Saturday, May 26, 2012

Russell on the Origins of Philosophy

Bertrand Russell's Wisdom of the West is a very, very cool book. In part because Russell is a very, very cool writer, and also because editor Paul Foulkes, designer Edward Wright and artist John Piper provide it with lots and lots of groovy pictures, one or more on every single page. As Peter Sloterdijk clearly knows, wide-ranging surveys of philosophical topics can be greatly jazzed-up with groovy illustrations.

So, I love Russell's book. I'm going to criticize it a little bit, but there's not a single book I've read which I wouldn't criticize in some way, which I could not imagine being even better. This one and some ones by Saul Bellow and William Gaddis and William Gass come close. You know what? Gass' On Being Blue, you can count that as being perfect in my book, as one I wouldn't change in any way.

So, there's one single book I've read which I consider perfect.

Okay, there's Gravity's Rainbow and JR. Who am I, am I gonna improve one of those? No.

| Exercise objective |
Reproduce the passage of the blog post on Russell's book from "Saturday, May 26, 2012" through "with groovy illustrations." word for word.

| Natural-language descriptions of regions |
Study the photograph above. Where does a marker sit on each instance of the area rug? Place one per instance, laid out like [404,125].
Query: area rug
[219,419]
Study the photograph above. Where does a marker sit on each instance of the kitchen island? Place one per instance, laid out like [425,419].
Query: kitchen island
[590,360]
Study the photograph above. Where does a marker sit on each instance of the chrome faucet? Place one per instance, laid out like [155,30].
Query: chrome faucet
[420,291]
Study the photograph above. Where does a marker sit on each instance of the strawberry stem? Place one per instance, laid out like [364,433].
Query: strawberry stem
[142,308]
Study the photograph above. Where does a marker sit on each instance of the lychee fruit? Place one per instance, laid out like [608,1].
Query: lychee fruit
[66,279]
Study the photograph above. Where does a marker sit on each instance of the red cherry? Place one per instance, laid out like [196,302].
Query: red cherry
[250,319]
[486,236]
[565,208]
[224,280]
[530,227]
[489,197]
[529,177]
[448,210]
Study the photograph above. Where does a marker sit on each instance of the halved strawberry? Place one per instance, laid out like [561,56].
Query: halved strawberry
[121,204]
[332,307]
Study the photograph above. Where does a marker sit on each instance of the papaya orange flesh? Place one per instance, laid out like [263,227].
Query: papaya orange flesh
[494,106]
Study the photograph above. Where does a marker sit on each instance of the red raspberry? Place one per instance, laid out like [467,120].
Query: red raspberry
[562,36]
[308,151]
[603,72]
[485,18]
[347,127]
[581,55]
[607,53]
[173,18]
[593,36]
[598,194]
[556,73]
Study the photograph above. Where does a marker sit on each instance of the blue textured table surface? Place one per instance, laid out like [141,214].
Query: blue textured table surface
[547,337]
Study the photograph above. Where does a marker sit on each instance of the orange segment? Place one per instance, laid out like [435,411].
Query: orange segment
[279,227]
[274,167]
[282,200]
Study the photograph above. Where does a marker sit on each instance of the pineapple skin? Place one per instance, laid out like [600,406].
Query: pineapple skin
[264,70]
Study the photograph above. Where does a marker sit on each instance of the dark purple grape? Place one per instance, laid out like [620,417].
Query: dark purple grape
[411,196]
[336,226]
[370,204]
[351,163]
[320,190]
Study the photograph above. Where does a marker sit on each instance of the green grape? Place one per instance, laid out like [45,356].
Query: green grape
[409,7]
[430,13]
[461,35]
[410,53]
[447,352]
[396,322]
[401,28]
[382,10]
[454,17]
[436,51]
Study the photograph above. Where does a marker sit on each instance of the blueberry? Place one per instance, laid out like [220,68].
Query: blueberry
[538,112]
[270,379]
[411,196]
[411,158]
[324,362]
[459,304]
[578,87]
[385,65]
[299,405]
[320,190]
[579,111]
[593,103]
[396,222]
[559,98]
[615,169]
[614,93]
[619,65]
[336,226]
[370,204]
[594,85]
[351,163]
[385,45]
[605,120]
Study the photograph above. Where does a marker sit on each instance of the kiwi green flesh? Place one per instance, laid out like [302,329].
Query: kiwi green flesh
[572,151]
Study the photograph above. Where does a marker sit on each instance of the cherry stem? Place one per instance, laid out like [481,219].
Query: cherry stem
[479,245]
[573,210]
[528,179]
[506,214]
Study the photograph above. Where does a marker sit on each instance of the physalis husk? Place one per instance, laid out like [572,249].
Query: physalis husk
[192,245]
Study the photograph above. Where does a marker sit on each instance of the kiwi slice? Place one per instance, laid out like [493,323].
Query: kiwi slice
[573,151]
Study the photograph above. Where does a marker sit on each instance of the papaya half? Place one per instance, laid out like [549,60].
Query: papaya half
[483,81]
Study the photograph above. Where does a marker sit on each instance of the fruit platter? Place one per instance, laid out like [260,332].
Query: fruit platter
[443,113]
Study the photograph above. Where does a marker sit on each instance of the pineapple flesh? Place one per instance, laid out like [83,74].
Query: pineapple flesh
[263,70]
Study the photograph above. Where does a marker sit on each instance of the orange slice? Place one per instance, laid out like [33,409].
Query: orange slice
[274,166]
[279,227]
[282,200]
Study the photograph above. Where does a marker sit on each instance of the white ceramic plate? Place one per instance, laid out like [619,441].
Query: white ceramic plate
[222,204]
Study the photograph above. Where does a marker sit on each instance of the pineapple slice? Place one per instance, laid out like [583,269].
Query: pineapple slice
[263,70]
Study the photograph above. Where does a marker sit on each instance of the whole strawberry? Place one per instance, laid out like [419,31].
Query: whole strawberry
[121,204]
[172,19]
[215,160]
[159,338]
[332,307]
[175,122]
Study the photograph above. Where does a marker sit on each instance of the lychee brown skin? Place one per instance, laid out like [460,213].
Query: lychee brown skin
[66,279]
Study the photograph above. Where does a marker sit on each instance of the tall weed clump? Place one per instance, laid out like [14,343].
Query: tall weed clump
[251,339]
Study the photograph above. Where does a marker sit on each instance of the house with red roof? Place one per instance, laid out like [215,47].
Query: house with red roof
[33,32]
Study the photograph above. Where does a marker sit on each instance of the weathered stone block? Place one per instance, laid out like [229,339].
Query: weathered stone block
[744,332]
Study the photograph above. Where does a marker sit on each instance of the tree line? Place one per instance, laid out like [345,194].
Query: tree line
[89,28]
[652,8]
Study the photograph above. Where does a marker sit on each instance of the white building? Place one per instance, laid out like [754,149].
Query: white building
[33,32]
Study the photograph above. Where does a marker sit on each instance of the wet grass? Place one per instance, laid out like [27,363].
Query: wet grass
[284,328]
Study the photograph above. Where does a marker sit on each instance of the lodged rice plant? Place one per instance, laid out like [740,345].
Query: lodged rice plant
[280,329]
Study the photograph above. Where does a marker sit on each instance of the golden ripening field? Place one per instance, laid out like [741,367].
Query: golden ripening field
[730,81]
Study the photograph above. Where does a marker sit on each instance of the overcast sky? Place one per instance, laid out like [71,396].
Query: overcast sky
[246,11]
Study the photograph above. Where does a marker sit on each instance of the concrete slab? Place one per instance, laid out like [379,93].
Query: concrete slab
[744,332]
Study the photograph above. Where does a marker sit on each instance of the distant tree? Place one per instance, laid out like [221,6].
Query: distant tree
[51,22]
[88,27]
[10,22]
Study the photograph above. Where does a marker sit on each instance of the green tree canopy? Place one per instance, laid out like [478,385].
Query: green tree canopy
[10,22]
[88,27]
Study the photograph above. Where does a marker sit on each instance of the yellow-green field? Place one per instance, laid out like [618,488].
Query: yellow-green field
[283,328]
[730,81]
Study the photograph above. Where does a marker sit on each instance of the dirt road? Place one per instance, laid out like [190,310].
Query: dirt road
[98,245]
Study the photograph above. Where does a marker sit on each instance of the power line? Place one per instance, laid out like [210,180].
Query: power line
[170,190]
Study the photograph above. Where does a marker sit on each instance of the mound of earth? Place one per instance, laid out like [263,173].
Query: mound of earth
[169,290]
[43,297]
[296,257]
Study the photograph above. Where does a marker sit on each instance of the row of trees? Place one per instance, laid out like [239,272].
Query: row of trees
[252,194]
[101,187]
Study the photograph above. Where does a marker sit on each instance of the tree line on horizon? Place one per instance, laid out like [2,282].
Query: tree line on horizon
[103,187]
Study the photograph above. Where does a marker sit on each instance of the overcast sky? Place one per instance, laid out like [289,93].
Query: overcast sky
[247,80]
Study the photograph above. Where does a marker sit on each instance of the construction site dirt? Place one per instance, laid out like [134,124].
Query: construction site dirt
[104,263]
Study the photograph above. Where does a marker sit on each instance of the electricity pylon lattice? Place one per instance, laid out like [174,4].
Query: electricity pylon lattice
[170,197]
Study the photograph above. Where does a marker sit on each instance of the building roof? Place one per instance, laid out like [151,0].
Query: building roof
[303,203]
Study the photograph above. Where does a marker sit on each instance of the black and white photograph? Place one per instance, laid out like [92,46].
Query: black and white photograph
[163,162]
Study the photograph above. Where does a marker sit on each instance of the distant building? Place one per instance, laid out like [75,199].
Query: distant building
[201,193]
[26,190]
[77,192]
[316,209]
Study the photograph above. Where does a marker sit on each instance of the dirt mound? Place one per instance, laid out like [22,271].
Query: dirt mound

| Response box |
Saturday, May 26, 2012

Russell on the Origins of Philosophy

Bertrand Russell's Wisdom of the West is a very, very cool book. In part because Russell is a very, very cool writer, and also because editor Paul Foulkes, designer Edward Wright and artist John Piper provide it with lots and lots of groovy pictures, one or more on every single page. As Peter Sloterdijk clearly knows, wide-ranging surveys of philosophical topics can be greatly jazzed-up with groovy illustrations.